OneNote and Outlook Task Syncing - OneNote notes as context for your tasks (from Olya Veselova)

Here is a post from Olya Veselova of OneNote. A few of you have mentioned in comments How I work with Outlook 12 that you use OneNote; the following should really interest you. Look for more posts from Olya here in the future.

From Olya:

I am Program Manager on the Microsoft OneNote team. I am big fan of the new Outlook 2007 task flagging system (now I fully switched to using Outlook for tracking my tasks).

In OneNote 2007 we built synchronization with Outlook tasks, so that you can use OneNote notes to add context to your tasks. I want to share with you how you can use that as part of your task management system.

 

Wait a minute. What is OneNote?

If you are not familiar with OneNote, try out the OneNote 2007 Beta 2 here.

 

We call OneNote an "add-on pack for your brain". I use it to collect my ideas, thoughts, meeting notes, customer requests, various project-related materials, web-page clippings, etc. - anything that does not go into a formal document, e-mail, or calendar. OneNote makes it very easy to organize all this stuff and keep it accessible. For example, in the past week I've been collecting preliminary thoughts for this post in OneNote.

 

Creating Outlook tasks directly from OneNote. They will be synchronized.

Outlook is my central place for managing tasks. I add new ones to the To-Do bar, or I flag incoming mail as tasks. However, tasks also come to mind when I am taking notes in OneNote. At that point, I can flag a note paragraph as an Outlook task:

 

The note is flagged in OneNote:

The task also appears in the To-Do bar in Outlook, where I manage it together with all my other tasks. If I mark the task as complete, it will synchronize back to OneNote.

Jumping between OneNote and Outlook

 

In OneNote - right-click the task:

In Outlook - open the task and click the OneNote link in task body:

When is creating tasks from OneNote useful?

[Region labeling items]
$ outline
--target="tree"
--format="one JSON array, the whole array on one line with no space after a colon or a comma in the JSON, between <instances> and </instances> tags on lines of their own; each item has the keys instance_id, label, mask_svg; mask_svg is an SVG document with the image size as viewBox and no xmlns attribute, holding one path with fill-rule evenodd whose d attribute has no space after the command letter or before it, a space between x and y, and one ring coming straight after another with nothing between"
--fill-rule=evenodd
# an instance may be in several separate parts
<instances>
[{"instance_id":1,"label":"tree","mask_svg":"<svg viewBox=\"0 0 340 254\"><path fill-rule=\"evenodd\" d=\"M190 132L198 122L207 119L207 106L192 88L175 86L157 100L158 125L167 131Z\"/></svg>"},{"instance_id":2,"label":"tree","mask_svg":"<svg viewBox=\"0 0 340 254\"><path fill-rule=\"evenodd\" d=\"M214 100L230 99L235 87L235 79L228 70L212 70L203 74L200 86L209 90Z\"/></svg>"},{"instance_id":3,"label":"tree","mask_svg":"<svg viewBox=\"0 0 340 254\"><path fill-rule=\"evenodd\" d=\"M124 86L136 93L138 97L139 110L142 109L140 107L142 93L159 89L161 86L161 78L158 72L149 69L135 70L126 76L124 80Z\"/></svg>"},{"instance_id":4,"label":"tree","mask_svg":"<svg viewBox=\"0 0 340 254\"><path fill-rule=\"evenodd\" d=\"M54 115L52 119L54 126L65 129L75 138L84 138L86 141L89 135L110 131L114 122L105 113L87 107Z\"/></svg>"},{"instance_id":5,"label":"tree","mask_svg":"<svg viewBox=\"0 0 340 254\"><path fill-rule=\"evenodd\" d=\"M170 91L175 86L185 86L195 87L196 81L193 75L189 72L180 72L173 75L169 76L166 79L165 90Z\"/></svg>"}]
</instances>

• _TASKS_:
**A.** Put this sentence from the OneNote post into Spanish: "Outlook is my central place for managing tasks."
**B.** Count the lines of the records that contain the string "parts" and give only that number.
The text and the records have no connection to each other.

• _SOLUTIONS IN ORDER_:
**A.** Outlook es mi lugar central para gestionar las tareas.

**B.** 1